Action item = Print the data below exactly, but only the lines from the one containing "Q: Tag one point on each instance of the bamboo raft" down to the one containing "Q: Tag one point on each instance of the bamboo pole", inclusive.

Start of Exercise materials

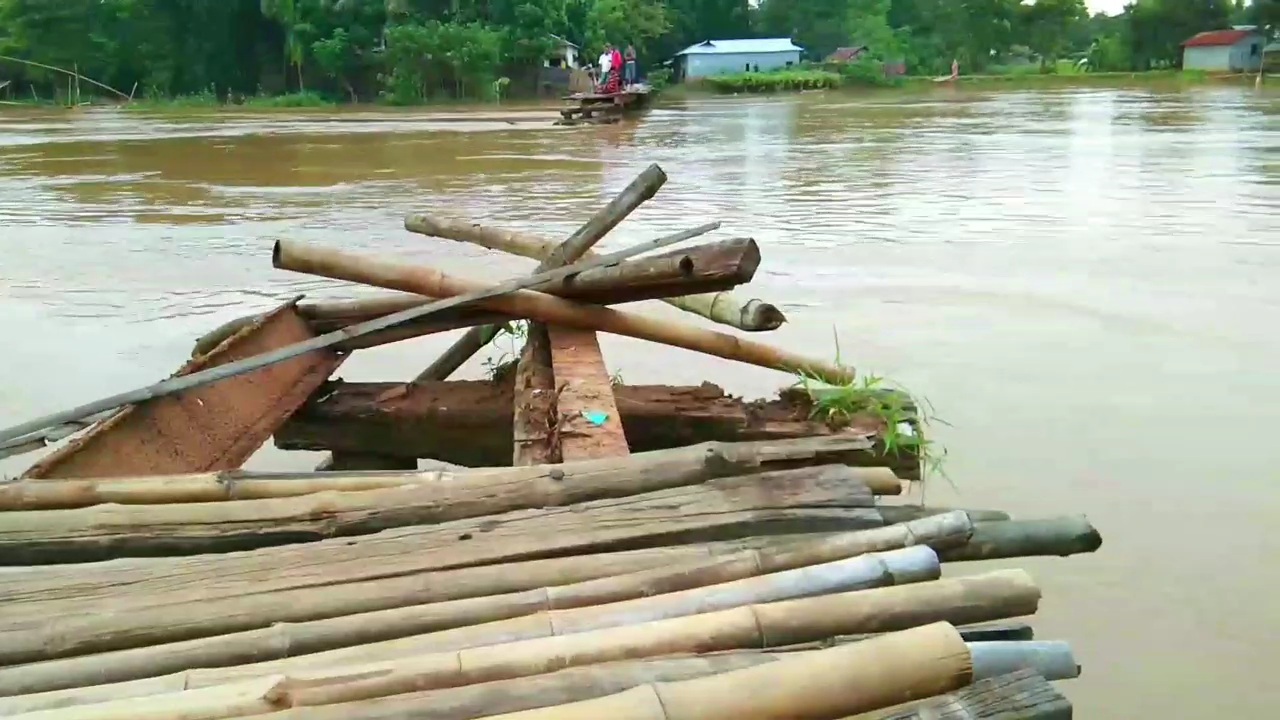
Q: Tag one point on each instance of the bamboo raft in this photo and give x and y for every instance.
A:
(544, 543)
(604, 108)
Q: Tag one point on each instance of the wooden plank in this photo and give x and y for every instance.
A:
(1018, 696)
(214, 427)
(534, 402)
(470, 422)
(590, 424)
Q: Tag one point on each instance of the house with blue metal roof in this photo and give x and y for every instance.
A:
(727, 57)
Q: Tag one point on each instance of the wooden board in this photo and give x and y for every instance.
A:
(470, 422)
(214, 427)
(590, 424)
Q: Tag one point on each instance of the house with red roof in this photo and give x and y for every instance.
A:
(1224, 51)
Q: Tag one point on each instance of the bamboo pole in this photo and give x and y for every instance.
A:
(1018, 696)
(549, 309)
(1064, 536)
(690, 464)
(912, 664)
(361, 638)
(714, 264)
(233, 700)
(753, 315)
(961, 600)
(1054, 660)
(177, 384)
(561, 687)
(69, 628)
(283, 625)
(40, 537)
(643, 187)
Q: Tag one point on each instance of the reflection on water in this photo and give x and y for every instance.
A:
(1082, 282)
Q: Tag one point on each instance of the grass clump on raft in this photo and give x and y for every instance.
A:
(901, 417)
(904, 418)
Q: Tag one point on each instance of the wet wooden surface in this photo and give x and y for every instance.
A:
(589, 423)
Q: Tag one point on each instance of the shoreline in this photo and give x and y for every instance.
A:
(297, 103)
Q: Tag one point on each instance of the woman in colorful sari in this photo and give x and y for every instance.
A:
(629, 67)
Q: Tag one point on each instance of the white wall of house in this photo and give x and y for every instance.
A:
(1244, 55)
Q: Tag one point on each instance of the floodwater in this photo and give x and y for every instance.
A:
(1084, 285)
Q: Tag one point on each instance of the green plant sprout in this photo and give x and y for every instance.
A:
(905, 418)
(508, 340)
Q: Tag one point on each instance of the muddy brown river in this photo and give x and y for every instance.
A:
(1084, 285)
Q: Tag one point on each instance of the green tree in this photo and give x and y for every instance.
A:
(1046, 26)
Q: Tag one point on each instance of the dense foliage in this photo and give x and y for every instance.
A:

End of Exercise materials
Start of Exercise materials

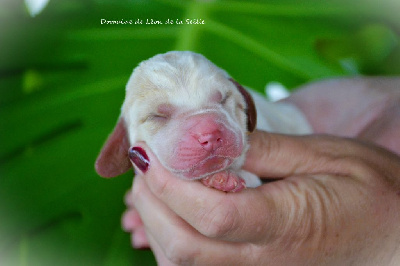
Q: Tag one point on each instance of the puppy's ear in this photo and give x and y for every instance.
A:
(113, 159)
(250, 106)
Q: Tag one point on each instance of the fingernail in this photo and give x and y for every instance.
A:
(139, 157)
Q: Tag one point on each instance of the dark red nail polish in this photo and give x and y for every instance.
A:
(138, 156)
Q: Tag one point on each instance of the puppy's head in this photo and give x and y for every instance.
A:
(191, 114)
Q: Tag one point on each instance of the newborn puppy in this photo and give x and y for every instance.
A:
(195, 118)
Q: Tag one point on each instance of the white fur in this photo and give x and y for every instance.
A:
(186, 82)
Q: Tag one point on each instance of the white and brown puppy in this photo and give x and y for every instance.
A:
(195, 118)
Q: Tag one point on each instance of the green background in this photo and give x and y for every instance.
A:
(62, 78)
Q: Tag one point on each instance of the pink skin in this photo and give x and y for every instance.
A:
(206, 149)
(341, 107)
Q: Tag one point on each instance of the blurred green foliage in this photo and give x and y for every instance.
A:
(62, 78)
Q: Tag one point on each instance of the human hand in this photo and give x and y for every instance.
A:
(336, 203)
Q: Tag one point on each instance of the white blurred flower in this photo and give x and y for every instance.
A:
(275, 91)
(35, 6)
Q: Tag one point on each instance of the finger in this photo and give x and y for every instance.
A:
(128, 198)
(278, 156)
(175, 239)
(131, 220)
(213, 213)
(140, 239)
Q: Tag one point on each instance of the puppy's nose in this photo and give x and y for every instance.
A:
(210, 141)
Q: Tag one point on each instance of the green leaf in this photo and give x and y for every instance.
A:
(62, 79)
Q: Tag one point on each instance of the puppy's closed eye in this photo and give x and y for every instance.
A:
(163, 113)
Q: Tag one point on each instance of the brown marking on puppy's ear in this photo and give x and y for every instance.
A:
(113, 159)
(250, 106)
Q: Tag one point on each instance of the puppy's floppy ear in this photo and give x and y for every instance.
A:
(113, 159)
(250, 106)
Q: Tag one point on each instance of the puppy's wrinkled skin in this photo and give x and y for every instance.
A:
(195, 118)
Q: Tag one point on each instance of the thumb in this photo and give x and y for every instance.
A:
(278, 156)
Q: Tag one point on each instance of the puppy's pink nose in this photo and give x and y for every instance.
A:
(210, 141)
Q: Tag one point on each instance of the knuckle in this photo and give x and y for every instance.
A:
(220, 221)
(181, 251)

End of Exercise materials

Exercise output =
Q: Tag one point on each instance of the bamboo raft in this photo and give x and y for every instance.
A:
(544, 543)
(604, 108)
Q: Tag one point on each instance of the wooden plank in this photo and give x and y for every instance.
A:
(1018, 696)
(214, 427)
(534, 402)
(470, 422)
(590, 424)
Q: Tag one point on each instance of the house with blue metal roof in this photo and give x and y for every instance.
A:
(727, 57)
Q: Tag one point on each instance of the wooden board in this photo and give x and y for every instance.
A:
(470, 422)
(214, 427)
(590, 424)
Q: Tag one point on each instance of the house with red roof in this photo and give x and y for every instance.
A:
(1224, 51)
Q: Tag one point on each instance of the bamboo pole in this photo and give x and y for every instance.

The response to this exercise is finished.